═════ Records for this exercise ═════
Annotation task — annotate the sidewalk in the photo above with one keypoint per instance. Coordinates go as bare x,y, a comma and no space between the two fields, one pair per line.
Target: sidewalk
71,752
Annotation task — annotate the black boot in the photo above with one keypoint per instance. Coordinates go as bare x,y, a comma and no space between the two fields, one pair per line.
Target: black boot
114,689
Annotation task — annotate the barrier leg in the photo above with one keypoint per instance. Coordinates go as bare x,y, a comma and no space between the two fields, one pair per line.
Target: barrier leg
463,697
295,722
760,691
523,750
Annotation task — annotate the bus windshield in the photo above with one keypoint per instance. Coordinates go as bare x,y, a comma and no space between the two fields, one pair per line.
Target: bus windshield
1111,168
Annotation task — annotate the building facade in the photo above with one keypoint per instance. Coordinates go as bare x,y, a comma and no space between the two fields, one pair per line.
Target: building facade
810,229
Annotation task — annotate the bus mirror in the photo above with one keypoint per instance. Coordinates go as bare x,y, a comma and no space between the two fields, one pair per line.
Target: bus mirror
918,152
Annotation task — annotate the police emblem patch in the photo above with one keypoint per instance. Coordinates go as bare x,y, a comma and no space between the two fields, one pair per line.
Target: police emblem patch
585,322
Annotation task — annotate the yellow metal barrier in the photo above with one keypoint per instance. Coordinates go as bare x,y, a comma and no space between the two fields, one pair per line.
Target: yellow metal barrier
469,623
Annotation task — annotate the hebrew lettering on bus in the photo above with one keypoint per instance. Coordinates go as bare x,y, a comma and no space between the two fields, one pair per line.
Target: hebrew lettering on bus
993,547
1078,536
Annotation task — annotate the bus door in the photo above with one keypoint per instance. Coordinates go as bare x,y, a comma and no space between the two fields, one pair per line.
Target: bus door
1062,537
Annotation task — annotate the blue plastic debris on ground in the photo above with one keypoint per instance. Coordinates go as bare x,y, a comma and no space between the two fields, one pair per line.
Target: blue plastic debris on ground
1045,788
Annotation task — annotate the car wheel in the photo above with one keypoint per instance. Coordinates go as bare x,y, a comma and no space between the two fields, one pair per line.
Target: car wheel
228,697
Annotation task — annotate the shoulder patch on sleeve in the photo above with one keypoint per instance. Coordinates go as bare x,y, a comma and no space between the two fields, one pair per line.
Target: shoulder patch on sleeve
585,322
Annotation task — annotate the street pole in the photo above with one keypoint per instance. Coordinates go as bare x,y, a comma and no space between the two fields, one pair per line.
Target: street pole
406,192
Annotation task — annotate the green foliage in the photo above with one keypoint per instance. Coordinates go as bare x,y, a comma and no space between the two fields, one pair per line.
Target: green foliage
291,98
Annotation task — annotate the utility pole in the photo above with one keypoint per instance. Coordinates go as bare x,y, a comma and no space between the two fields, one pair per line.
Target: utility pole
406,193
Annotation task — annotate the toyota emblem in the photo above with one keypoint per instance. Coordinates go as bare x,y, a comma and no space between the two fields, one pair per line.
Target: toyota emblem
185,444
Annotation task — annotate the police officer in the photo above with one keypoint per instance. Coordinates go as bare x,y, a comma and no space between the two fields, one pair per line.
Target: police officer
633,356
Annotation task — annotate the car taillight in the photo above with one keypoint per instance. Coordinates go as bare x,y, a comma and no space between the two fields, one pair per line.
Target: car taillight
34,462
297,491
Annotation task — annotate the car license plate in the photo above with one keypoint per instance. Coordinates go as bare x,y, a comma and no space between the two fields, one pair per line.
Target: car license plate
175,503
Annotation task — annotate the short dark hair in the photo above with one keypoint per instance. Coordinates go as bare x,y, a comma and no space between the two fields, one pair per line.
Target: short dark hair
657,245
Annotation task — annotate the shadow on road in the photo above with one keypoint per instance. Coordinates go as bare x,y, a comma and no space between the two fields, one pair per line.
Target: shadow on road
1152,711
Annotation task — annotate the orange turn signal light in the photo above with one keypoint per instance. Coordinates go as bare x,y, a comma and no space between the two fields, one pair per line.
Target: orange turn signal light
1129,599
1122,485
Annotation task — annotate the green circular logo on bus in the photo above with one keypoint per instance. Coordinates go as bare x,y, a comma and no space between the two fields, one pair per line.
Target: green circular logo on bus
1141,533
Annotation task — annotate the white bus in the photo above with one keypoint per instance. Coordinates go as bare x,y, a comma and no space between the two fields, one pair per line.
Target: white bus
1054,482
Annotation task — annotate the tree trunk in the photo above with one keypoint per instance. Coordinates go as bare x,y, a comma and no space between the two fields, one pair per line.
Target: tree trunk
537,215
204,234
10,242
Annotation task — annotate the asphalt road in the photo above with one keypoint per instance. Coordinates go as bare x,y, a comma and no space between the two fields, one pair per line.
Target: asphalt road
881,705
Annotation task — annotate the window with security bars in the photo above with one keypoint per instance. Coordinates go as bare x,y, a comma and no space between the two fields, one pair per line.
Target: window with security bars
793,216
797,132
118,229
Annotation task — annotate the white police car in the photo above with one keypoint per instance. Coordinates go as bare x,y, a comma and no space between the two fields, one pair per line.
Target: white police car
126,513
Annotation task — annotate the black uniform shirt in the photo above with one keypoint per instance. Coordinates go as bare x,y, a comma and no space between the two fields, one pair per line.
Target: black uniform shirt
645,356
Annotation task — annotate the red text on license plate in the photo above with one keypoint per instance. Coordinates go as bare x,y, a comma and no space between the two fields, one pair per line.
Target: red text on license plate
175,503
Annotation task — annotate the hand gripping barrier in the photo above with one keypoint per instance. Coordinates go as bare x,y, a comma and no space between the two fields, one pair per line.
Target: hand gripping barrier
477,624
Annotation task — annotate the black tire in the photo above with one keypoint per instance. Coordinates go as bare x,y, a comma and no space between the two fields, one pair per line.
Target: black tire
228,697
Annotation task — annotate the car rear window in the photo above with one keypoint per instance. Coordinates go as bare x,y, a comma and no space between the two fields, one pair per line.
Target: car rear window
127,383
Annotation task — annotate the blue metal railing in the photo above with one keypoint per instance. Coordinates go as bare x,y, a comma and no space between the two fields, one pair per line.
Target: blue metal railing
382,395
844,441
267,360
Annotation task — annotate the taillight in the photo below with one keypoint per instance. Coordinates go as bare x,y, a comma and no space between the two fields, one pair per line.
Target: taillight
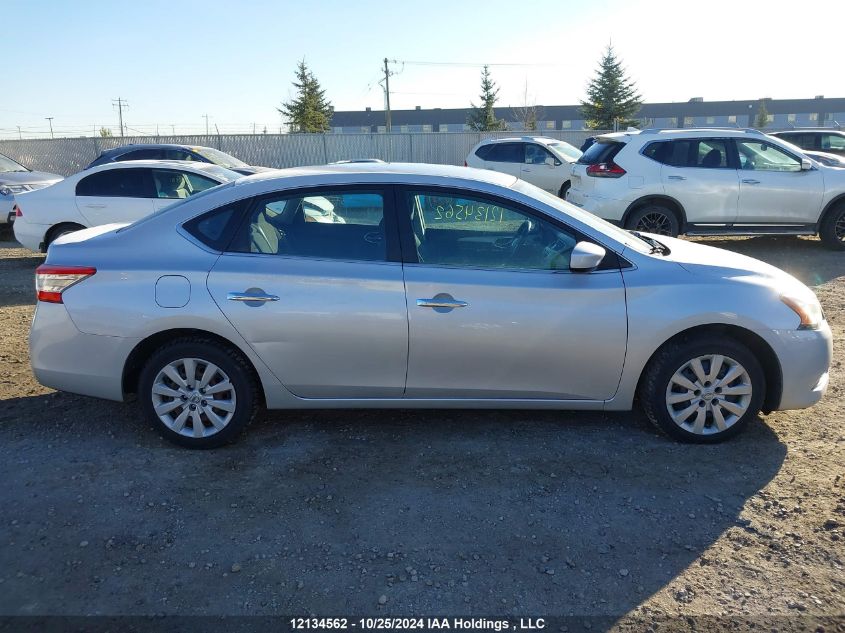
52,281
605,170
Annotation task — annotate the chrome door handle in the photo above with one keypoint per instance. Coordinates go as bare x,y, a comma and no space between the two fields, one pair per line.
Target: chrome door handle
247,296
441,303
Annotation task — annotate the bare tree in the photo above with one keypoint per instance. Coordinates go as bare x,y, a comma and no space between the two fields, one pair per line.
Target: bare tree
528,113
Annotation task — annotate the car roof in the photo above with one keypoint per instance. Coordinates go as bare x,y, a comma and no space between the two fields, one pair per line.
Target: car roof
135,146
545,140
184,165
385,172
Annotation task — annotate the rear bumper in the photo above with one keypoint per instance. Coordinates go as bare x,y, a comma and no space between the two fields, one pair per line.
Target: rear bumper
805,357
606,208
65,359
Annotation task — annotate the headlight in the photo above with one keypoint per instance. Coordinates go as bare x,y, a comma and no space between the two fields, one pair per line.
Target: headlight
810,312
10,190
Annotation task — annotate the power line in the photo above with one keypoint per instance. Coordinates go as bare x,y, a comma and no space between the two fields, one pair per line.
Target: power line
121,103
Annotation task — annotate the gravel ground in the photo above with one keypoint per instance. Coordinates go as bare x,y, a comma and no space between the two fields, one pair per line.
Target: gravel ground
478,513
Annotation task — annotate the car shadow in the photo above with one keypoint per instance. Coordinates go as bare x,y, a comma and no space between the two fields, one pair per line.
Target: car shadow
804,258
441,512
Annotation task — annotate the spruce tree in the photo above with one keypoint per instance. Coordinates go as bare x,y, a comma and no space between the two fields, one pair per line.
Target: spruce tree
309,110
482,118
612,98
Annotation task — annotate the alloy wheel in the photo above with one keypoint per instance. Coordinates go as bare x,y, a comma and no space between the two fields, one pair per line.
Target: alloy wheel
655,222
193,397
708,394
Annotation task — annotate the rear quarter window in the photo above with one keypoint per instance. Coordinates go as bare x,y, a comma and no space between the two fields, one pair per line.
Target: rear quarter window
601,151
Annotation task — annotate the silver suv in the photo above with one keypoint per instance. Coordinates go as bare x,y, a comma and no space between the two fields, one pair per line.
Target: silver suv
710,182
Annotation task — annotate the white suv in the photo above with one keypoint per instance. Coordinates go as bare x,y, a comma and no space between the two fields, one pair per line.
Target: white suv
710,182
544,162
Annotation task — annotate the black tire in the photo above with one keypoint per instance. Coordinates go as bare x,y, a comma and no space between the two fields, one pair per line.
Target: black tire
60,229
655,384
654,218
234,367
832,228
563,189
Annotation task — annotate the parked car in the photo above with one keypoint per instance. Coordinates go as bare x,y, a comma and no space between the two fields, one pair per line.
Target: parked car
114,192
710,182
828,160
544,162
15,179
823,140
443,287
169,151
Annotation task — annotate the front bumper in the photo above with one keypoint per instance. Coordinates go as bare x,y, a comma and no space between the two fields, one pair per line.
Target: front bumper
805,357
68,360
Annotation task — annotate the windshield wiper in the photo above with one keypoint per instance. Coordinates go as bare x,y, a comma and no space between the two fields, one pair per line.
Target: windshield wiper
656,247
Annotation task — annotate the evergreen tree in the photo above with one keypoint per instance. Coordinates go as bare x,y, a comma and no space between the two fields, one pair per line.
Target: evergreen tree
762,115
308,110
483,118
611,97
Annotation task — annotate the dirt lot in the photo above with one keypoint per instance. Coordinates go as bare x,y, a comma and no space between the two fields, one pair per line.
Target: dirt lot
436,512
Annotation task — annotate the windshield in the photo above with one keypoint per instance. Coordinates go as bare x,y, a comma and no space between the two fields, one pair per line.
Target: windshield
219,158
7,164
603,226
566,150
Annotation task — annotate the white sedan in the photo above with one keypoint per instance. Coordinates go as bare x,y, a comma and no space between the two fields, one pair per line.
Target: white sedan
114,192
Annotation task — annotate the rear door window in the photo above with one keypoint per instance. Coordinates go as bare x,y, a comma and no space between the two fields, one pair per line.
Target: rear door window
602,151
505,153
121,183
344,225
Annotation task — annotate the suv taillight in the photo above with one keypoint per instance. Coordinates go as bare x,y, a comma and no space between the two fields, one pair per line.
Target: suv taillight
52,281
605,170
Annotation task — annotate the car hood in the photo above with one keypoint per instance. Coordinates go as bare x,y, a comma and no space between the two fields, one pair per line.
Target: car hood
699,259
27,177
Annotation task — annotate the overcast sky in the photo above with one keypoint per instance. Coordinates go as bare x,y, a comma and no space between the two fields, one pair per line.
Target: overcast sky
177,60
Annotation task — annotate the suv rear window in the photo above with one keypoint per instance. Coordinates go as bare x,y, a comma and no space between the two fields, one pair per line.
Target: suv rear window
602,151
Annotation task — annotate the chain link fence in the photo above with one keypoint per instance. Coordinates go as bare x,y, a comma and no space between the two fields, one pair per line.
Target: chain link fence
67,156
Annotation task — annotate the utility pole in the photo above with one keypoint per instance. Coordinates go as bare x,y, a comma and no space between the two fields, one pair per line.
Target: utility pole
386,96
120,103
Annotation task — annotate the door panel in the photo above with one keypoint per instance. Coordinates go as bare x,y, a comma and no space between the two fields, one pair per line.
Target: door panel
773,188
698,174
520,335
339,329
106,209
332,320
494,311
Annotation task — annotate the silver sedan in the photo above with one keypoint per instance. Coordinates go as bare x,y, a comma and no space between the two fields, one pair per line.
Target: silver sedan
436,287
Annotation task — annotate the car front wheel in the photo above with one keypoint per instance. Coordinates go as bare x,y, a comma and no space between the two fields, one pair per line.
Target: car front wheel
703,390
198,393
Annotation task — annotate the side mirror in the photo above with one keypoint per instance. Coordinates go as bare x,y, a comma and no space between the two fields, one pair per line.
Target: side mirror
586,257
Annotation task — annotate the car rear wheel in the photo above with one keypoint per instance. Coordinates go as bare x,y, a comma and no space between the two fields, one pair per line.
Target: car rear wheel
654,219
832,229
198,393
703,390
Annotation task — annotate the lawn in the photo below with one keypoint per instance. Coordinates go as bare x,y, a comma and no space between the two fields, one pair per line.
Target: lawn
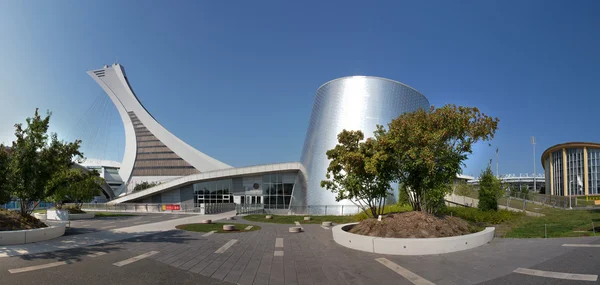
556,223
290,219
218,227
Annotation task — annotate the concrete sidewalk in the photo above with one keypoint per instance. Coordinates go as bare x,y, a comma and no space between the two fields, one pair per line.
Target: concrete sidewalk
75,241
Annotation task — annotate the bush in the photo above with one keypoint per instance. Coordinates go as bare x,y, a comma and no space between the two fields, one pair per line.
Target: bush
73,209
478,216
387,209
489,191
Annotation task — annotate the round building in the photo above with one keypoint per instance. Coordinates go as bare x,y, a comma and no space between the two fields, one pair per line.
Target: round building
572,169
351,103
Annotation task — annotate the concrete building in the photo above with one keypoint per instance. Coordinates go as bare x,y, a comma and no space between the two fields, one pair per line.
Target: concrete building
572,169
191,178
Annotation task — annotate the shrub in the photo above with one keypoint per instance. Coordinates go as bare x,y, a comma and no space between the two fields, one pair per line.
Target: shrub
489,191
478,216
387,209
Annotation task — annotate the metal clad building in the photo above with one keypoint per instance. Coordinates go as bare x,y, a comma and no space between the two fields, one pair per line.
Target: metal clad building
351,103
572,168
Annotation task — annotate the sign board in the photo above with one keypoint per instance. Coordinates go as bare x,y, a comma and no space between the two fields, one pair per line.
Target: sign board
171,207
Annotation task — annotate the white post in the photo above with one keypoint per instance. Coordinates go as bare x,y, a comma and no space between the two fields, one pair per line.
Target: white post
533,143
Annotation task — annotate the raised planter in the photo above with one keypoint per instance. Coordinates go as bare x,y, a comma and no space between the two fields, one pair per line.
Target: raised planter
64,215
39,216
82,216
410,246
57,215
34,235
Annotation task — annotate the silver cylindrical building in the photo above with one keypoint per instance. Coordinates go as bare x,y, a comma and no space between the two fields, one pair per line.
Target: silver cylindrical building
351,103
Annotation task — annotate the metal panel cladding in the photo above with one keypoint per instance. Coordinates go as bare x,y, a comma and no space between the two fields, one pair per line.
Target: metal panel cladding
351,103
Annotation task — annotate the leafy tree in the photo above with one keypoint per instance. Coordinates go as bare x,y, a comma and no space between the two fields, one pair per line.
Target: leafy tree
428,149
490,191
34,158
4,191
463,189
359,171
144,185
74,186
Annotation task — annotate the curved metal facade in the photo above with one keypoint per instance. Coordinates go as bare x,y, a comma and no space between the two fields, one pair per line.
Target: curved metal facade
572,169
352,103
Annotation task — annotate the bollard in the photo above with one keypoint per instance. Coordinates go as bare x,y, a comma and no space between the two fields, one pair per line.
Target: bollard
228,227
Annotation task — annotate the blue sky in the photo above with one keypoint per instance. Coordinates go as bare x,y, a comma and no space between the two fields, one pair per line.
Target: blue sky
236,79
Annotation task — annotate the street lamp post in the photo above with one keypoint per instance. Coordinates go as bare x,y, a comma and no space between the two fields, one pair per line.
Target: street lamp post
533,143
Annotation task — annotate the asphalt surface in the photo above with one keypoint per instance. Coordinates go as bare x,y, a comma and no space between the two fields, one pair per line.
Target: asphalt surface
311,257
106,223
99,270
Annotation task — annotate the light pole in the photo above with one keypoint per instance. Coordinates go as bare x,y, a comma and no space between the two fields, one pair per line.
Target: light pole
533,143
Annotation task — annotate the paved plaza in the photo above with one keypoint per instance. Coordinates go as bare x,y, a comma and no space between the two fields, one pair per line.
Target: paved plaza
152,252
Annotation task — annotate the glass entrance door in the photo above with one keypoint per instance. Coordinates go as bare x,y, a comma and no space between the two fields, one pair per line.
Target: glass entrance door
252,199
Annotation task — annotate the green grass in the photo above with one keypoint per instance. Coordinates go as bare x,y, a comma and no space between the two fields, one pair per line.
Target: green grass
218,227
104,214
290,219
555,223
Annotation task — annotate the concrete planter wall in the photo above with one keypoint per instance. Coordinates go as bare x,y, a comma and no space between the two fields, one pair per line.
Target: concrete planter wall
29,236
39,216
64,215
410,246
82,216
57,215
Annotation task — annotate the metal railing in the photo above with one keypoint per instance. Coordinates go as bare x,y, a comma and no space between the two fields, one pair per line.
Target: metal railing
334,210
204,209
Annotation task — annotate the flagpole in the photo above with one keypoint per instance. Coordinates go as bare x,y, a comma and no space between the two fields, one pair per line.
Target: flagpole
497,173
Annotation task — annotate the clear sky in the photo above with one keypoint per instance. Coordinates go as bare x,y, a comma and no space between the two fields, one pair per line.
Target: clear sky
236,79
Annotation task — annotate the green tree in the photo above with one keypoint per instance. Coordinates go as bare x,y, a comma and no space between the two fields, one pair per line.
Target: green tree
359,171
4,191
490,190
34,158
74,186
429,147
464,189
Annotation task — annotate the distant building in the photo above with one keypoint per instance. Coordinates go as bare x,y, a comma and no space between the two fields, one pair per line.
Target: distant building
572,168
109,170
521,181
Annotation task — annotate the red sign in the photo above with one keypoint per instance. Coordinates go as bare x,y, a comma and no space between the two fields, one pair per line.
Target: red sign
171,207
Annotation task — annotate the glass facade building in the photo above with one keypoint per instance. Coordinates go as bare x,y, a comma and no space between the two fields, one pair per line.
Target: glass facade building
572,169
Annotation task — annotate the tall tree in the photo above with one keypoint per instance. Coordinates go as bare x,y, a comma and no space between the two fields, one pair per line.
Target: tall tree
34,158
74,186
359,171
429,148
490,190
4,191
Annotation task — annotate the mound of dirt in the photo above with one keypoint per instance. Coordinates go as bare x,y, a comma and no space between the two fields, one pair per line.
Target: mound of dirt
413,225
13,221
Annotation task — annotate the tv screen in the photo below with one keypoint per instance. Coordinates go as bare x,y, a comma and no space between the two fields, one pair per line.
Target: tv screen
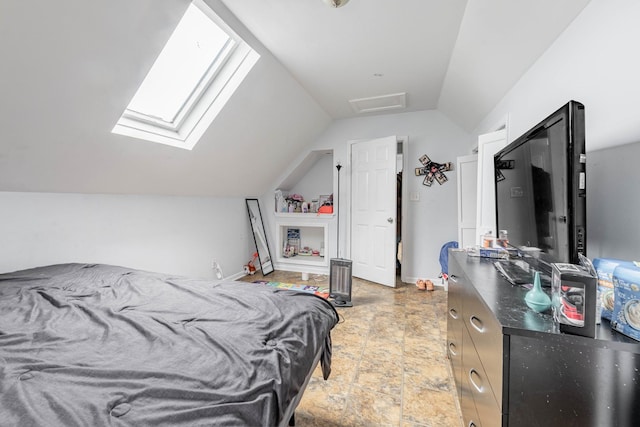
541,191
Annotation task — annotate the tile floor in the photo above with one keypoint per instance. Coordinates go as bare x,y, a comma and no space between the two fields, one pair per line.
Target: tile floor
389,365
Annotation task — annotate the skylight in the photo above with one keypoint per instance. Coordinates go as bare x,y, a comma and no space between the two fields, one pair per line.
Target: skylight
198,70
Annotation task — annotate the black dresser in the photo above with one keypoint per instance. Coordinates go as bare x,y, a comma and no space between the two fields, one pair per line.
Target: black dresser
513,368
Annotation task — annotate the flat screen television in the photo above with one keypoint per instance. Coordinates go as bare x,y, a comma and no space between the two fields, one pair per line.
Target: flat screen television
541,190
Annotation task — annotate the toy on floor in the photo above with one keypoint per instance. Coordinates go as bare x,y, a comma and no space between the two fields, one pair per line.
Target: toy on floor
424,285
250,268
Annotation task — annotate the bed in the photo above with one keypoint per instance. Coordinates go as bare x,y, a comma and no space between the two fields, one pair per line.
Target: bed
101,345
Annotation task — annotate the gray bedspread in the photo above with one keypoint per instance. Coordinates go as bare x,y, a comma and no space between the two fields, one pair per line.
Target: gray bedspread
98,345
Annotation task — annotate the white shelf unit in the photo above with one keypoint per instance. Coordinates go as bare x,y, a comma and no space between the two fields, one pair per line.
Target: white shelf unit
314,233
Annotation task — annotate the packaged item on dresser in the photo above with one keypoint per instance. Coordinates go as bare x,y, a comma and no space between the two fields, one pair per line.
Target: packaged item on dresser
626,310
574,292
499,253
604,267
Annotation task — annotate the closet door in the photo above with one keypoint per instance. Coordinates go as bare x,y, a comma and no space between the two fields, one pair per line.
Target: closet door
467,174
488,145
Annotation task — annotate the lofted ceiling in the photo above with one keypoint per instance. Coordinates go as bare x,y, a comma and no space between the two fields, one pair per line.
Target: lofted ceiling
71,66
458,56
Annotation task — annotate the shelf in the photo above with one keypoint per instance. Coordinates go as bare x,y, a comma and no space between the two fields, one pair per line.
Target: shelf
═════
Task description
Beginning with the line that has "Annotation task — annotate the chain" and ending with the line that has "Annotation task — annotate the door", set down the lines above exactly and include no others.

Written response
Annotation task — annotate the chain link fence in the photo above with one keypoint per instance. Coordinates go as bare x,y, a comma and no space between the two fields, one pair per line.
Target: chain link fence
67,156
Annotation task — annotate the utility pole in the photo above with one keypoint per instance. Coordinates go as bare x,y, a comma and no space between the two fields, one pair per line.
Target: utility pole
386,96
120,103
Annotation task — annotate the door panel in the photo above with one keypoint per instance. Coordinates go as bare x,y, a comma and no space between the two fields, one pair per line.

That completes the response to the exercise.